■ **Exercise requirements**: Rewrite the records from the line with "Target: roof rail" through the end of the records, replacing "rear tire" with "back tire" and leaving everything else unchanged.

Dataset excerpts on object pointing:
○ ○ ○ ○ ○ ○ ○
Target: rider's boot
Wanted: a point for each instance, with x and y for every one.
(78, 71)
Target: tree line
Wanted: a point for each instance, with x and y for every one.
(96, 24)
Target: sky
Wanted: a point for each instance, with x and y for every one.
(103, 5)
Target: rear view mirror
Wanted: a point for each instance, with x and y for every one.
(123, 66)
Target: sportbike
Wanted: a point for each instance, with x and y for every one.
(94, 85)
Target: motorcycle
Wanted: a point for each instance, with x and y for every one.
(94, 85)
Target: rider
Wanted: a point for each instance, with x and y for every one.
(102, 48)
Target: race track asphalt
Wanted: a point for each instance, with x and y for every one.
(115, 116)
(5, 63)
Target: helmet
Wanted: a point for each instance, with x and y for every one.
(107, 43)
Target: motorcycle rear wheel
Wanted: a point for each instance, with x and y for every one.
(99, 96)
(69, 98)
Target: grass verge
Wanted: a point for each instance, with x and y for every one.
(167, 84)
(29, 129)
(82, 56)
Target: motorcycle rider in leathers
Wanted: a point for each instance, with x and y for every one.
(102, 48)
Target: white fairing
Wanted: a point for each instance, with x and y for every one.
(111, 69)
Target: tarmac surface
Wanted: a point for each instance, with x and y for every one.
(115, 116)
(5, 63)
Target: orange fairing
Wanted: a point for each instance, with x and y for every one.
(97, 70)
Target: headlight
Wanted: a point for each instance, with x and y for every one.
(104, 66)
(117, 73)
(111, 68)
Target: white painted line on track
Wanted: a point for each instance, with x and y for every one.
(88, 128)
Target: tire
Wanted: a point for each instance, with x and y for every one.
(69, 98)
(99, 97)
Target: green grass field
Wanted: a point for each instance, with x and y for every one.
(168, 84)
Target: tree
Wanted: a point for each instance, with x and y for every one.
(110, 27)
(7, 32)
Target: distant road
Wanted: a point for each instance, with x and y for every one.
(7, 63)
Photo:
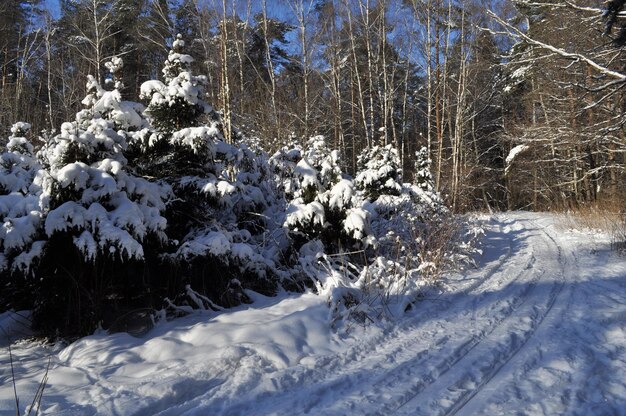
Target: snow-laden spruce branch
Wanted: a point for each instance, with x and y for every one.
(619, 78)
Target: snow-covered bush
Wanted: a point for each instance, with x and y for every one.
(101, 220)
(323, 204)
(379, 172)
(217, 221)
(21, 216)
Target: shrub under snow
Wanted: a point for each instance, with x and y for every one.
(153, 208)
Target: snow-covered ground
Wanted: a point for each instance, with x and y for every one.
(539, 328)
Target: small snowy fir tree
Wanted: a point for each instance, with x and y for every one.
(423, 177)
(379, 172)
(177, 102)
(100, 219)
(323, 205)
(21, 210)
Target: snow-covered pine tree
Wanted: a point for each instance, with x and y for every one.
(379, 172)
(21, 215)
(220, 190)
(323, 205)
(423, 177)
(100, 219)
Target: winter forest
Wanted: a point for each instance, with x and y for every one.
(164, 156)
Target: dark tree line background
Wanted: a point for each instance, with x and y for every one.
(544, 78)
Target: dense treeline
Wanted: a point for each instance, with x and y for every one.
(137, 133)
(439, 73)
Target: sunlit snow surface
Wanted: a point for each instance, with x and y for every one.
(539, 328)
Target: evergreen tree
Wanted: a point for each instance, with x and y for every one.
(379, 172)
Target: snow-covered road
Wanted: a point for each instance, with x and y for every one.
(539, 328)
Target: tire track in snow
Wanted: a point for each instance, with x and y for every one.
(347, 378)
(485, 363)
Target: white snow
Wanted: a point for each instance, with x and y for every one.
(538, 328)
(513, 154)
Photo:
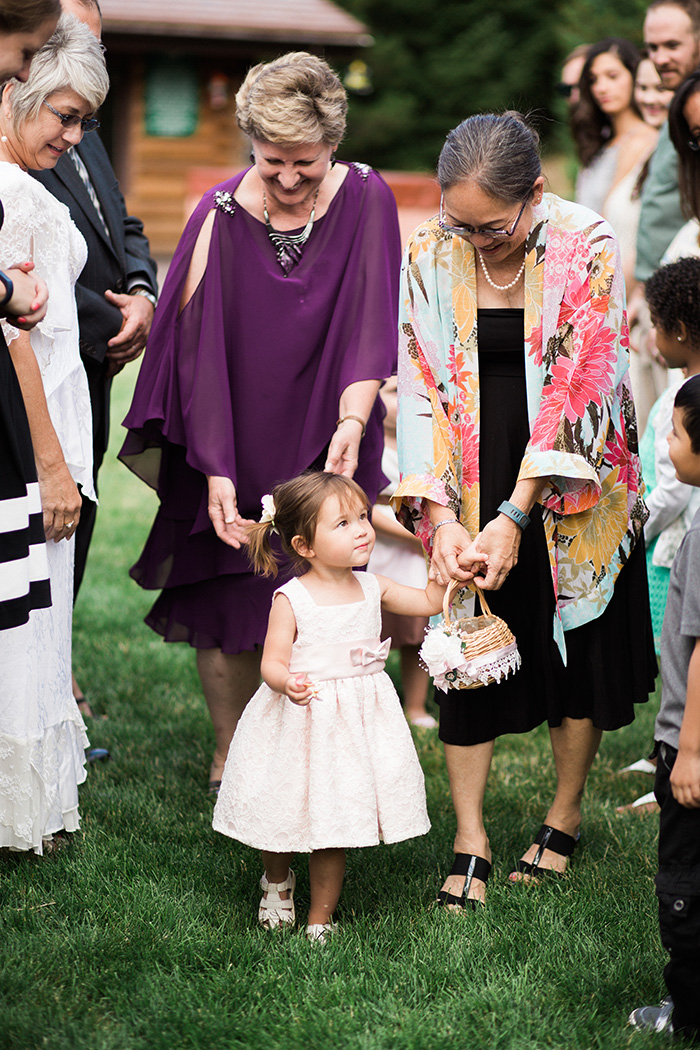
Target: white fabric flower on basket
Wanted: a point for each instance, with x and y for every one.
(442, 653)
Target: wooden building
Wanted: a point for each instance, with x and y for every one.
(175, 66)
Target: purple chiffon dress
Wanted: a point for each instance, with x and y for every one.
(245, 382)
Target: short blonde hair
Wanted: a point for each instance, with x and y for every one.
(71, 59)
(296, 99)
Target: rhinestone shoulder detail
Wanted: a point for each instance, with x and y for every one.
(362, 169)
(225, 202)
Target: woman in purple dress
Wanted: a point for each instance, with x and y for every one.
(274, 330)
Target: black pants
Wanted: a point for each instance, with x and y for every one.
(678, 890)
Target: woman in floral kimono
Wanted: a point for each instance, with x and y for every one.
(517, 440)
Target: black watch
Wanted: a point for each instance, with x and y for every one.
(9, 289)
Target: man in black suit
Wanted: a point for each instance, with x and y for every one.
(117, 291)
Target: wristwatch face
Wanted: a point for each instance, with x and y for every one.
(7, 289)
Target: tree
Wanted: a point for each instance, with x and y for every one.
(436, 62)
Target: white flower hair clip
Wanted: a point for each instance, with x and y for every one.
(269, 510)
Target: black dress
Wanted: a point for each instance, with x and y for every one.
(610, 662)
(23, 567)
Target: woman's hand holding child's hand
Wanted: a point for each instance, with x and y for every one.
(685, 779)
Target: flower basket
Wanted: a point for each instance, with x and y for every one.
(469, 652)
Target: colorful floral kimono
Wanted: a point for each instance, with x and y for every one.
(582, 428)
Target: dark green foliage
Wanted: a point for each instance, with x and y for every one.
(436, 62)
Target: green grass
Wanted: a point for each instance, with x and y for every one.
(142, 935)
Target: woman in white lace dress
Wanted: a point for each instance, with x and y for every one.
(42, 735)
(613, 142)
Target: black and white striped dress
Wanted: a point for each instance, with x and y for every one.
(23, 566)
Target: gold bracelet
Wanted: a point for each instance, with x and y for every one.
(357, 420)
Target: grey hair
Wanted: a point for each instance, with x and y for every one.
(497, 151)
(72, 59)
(26, 16)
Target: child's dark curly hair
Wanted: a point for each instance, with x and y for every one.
(673, 294)
(687, 399)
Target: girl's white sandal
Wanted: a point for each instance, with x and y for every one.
(321, 932)
(274, 911)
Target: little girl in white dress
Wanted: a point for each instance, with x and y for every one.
(322, 757)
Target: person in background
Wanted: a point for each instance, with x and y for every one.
(672, 39)
(115, 293)
(399, 554)
(673, 294)
(652, 98)
(613, 142)
(25, 25)
(571, 75)
(677, 733)
(42, 731)
(274, 331)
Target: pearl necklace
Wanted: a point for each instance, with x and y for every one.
(500, 288)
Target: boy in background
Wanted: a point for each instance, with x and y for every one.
(677, 733)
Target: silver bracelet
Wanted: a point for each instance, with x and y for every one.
(446, 521)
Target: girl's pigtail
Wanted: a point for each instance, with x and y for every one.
(259, 549)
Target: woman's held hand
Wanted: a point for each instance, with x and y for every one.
(449, 562)
(500, 541)
(230, 527)
(60, 501)
(344, 448)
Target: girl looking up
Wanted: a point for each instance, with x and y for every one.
(322, 757)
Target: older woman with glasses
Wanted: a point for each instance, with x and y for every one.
(42, 735)
(520, 471)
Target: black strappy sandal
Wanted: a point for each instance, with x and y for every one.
(472, 867)
(547, 838)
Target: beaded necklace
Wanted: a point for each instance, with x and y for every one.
(289, 247)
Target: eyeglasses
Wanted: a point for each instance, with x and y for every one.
(470, 231)
(72, 120)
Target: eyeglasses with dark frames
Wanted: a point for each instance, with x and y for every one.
(72, 120)
(470, 231)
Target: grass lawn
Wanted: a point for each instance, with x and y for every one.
(142, 935)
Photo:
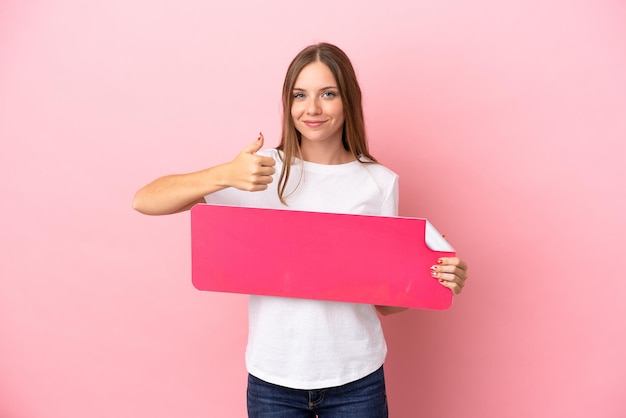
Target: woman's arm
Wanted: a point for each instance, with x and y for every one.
(179, 192)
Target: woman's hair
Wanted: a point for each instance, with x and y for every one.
(353, 135)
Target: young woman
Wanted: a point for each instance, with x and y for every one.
(308, 357)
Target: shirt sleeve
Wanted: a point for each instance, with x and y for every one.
(390, 202)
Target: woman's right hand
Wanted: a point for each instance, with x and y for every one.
(249, 171)
(179, 192)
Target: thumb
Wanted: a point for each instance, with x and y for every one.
(255, 146)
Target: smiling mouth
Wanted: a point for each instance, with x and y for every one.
(313, 124)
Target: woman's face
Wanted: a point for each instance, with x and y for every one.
(317, 110)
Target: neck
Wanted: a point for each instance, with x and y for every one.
(323, 153)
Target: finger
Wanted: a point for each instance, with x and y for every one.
(454, 261)
(255, 146)
(456, 288)
(451, 269)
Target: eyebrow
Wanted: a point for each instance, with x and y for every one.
(323, 88)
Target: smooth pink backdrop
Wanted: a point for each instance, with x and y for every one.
(505, 120)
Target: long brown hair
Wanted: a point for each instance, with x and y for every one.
(353, 137)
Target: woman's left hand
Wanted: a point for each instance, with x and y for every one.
(451, 272)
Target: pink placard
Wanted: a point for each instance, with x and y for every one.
(350, 258)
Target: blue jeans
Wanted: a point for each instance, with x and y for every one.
(364, 398)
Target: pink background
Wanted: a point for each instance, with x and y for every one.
(505, 120)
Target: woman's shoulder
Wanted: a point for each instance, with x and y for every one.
(378, 169)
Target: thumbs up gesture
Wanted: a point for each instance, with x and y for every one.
(249, 171)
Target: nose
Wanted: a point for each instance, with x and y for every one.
(313, 107)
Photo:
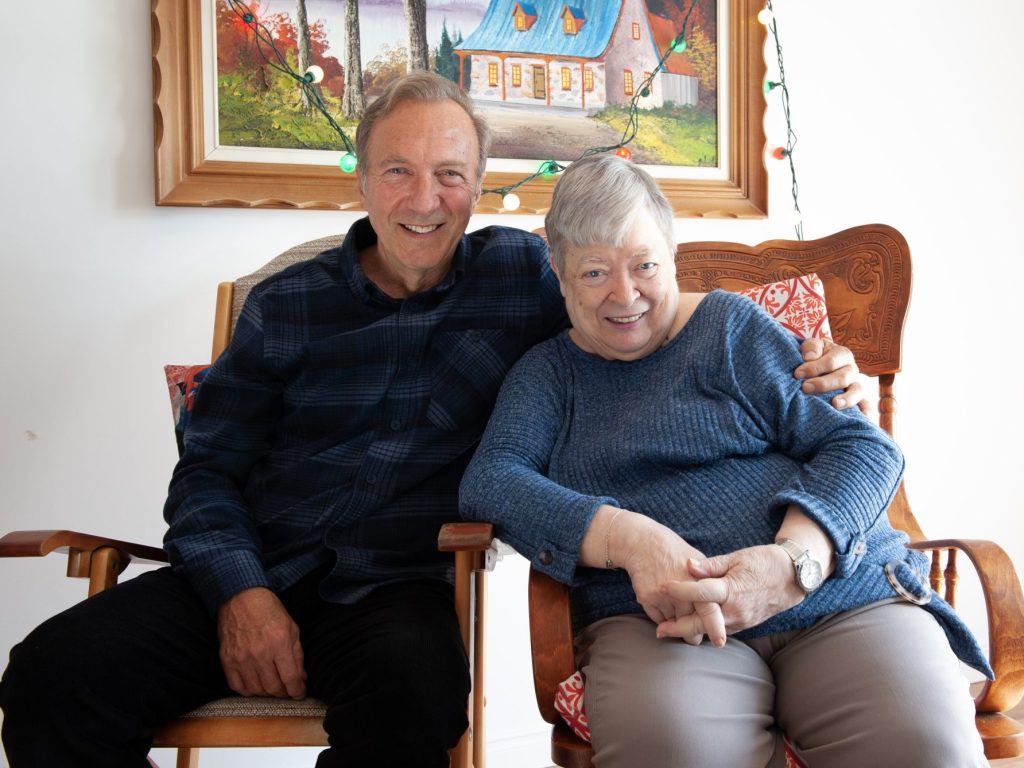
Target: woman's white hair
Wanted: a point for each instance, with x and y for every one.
(595, 203)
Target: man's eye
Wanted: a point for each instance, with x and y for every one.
(451, 178)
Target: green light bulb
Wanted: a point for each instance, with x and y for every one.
(347, 162)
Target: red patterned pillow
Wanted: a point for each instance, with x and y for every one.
(182, 384)
(798, 304)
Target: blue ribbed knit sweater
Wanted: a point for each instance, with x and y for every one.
(710, 435)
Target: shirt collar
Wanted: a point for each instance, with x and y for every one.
(361, 236)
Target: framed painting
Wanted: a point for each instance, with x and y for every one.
(211, 148)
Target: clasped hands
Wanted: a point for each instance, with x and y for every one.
(690, 596)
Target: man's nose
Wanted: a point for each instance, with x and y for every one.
(424, 193)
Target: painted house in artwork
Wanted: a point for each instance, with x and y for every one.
(585, 54)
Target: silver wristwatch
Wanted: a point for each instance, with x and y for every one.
(809, 572)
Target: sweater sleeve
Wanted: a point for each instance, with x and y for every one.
(849, 469)
(212, 537)
(506, 482)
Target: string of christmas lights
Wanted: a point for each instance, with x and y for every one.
(767, 17)
(314, 74)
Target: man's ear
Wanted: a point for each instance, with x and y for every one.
(359, 186)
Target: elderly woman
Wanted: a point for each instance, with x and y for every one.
(659, 458)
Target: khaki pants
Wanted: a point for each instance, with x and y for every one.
(873, 687)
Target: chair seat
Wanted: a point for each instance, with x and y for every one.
(248, 721)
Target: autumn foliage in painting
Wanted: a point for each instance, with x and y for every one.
(237, 52)
(259, 105)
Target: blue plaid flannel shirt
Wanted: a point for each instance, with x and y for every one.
(337, 425)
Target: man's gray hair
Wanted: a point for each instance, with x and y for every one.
(595, 203)
(422, 86)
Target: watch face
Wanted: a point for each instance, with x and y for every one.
(809, 573)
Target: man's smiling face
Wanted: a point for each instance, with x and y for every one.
(419, 184)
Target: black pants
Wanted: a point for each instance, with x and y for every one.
(86, 687)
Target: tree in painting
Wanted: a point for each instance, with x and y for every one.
(305, 52)
(352, 102)
(416, 19)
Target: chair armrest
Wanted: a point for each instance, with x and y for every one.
(550, 639)
(1005, 603)
(465, 537)
(39, 543)
(470, 538)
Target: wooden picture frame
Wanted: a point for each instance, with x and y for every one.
(185, 176)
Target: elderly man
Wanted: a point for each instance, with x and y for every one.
(326, 449)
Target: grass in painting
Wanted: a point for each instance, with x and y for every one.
(677, 135)
(273, 118)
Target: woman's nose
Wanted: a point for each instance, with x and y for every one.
(624, 289)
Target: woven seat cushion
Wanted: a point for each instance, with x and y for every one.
(260, 707)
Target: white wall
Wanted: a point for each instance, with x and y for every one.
(907, 114)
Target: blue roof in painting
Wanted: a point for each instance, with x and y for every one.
(497, 32)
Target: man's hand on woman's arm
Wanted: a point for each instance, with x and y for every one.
(827, 367)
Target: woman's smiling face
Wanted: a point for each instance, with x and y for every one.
(623, 300)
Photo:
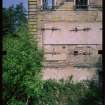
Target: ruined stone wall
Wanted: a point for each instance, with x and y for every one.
(68, 52)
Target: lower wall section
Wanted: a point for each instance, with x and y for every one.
(64, 73)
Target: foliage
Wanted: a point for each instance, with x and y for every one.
(21, 66)
(69, 93)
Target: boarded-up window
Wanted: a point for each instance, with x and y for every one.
(75, 52)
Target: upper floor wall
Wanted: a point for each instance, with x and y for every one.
(78, 4)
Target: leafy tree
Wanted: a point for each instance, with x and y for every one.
(21, 67)
(8, 20)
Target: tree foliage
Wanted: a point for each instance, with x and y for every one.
(23, 62)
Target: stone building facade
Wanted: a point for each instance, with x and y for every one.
(70, 32)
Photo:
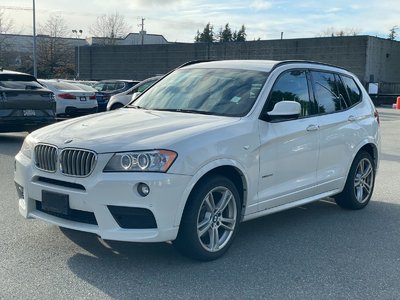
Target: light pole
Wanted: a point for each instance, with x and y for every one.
(78, 34)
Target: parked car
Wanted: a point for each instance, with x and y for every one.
(212, 144)
(107, 88)
(122, 99)
(71, 100)
(25, 105)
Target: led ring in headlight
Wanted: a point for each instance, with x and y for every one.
(141, 161)
(126, 161)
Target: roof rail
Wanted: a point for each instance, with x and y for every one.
(192, 62)
(284, 62)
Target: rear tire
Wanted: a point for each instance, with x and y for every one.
(210, 220)
(359, 184)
○ ○ ○ ○ ○ ○ ○
■ **Written response**:
Target: roof rail
Wanted: a point for each instance, with x and y for every one.
(192, 62)
(284, 62)
Target: back tire
Wanted: a point for each instance, with x and y for every one.
(210, 220)
(359, 184)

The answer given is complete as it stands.